■ GOAL:
Give back exactly the lines from the one containing "Target: bracelet" through the end of the records, including both, and no others.
··· THE INPUT
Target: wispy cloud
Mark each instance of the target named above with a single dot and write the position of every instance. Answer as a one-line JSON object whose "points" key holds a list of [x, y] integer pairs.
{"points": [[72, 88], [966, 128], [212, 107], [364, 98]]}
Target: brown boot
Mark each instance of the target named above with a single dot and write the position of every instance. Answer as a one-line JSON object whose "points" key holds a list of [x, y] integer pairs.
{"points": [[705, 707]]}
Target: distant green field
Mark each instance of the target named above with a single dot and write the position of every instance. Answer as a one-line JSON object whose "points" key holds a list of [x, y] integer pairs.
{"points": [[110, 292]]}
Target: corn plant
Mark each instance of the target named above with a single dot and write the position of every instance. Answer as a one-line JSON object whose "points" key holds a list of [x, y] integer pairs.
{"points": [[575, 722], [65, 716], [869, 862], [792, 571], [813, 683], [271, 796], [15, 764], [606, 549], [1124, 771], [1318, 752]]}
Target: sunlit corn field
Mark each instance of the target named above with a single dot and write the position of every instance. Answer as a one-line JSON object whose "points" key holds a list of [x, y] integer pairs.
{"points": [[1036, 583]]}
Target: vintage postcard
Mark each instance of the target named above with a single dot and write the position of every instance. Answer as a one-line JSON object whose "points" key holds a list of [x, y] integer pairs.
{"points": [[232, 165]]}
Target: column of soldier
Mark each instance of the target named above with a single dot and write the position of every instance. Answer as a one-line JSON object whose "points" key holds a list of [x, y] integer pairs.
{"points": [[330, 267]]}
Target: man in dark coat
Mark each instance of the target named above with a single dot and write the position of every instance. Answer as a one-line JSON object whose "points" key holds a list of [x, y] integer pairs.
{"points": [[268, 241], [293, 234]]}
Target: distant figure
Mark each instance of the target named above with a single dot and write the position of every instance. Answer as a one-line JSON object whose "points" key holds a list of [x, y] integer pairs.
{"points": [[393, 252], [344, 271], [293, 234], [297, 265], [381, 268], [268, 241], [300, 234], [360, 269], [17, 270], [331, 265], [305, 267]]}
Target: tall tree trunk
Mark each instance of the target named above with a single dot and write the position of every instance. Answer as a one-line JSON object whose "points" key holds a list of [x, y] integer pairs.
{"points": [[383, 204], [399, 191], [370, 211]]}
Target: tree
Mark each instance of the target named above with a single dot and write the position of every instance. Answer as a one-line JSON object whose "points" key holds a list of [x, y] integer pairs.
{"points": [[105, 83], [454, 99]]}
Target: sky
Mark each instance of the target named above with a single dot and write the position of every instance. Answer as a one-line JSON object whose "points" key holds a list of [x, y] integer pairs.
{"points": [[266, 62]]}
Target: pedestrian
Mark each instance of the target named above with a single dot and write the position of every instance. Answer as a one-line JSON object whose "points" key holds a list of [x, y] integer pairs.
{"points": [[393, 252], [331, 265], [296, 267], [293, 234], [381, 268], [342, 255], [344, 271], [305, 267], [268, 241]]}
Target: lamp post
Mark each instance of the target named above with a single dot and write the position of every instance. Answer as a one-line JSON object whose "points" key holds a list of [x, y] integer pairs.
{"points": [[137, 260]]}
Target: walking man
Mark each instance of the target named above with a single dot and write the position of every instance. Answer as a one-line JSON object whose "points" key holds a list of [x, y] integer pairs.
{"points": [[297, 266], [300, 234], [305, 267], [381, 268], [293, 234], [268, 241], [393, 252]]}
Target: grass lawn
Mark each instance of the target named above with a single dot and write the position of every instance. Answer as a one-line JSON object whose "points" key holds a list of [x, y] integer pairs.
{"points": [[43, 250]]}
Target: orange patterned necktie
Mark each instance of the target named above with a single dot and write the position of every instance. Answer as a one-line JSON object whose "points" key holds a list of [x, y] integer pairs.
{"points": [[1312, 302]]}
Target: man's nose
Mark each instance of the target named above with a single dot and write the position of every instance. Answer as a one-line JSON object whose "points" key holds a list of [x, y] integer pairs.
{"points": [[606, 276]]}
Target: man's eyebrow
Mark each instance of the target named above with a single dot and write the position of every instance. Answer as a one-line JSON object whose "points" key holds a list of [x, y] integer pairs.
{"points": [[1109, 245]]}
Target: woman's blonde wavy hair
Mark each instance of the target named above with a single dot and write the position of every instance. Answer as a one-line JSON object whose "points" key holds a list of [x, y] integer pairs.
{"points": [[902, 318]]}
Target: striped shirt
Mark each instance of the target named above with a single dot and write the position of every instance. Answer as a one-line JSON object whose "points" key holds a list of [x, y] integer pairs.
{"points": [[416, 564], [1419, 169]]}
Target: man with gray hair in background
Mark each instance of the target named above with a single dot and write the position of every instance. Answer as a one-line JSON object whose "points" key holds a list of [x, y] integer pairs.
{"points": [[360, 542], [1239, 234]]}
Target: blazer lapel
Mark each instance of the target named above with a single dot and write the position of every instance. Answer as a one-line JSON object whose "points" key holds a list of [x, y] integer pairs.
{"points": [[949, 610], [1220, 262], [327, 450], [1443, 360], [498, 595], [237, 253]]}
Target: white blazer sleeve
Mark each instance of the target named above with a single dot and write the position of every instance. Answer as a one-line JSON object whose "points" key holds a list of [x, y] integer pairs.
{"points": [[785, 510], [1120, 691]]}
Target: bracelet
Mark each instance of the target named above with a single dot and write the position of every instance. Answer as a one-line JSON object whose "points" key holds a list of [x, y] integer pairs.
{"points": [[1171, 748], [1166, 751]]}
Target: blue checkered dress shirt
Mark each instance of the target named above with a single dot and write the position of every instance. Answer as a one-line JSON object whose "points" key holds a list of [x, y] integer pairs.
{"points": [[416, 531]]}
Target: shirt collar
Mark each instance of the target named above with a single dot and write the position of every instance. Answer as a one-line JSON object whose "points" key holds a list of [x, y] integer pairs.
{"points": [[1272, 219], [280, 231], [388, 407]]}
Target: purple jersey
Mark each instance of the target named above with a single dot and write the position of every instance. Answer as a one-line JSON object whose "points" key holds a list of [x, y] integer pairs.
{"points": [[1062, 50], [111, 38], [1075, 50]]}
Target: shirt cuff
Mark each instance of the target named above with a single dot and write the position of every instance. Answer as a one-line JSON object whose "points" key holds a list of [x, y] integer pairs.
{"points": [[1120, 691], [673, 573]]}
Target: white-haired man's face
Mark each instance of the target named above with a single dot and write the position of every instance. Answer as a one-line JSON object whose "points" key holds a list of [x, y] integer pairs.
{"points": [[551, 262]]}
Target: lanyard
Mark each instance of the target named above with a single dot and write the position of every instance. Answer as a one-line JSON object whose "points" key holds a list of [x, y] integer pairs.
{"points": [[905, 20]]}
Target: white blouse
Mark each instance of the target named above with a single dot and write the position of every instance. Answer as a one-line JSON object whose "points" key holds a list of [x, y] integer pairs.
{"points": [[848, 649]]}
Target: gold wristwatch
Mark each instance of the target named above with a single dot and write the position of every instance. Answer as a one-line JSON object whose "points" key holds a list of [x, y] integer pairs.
······
■ RESPONSE TO THIS TASK:
Target: bracelet
Mark each instance of the target named above with a single dot and write the position of every instance. Answer as a one-line JSON object whose "points" key holds a list of [x, y] integer pairs.
{"points": [[1171, 748], [1166, 751]]}
Target: blue checkered dress shirt
Mark each instance of the target named above with a single dot and write the position of every instance. Answer as a one-line JSON object whose "points" key holds a list of [x, y] integer pairs.
{"points": [[416, 531]]}
Target: shirt collar
Mark each instance of the target named above with a single dot and write the position of every instance. Answer as a one-line JSON object whose "points" key holds a list of [x, y] integer pairs.
{"points": [[1272, 219], [280, 231], [388, 407]]}
Target: purple jersey
Mark each instance of the target named above with a single dot and write the position of every instance. Answer as a one-line JSON object whose "points" key holds a list of [x, y] integer pairs.
{"points": [[1062, 50], [111, 38], [1075, 50]]}
Target: shirt cuff
Mark each instance of the target named above with a single dot and write the position of every instance. Answer as a one-line JSON object whose "points" key holds a list of [x, y] integer pairs.
{"points": [[1120, 691], [673, 573]]}
Target: white-haired man's face
Mark each instance of the target named above with a single dot and write the position of every instance. Answer as a one-line JSON object whose "points" key holds a list of [x, y] integer pairs.
{"points": [[551, 262]]}
Target: lanyard
Mark each instance of the target named above with a single dot and write the position of every instance. Answer as a one-line JSON object whose "points" key holds a list of [x, y] integer pairs.
{"points": [[905, 20]]}
Target: white blouse
Mark each instance of the target named above with a single dot and write the position of every instance. Answer as a one-line JSON object whose "points" key holds a list of [x, y] integer pairs.
{"points": [[848, 649]]}
Target: gold wristwatch
Mark each instance of the target named above with a single dot and write the position of every instance. Answer as a one-line JSON object whose "points" key holds a list of [x, y] integer pairs.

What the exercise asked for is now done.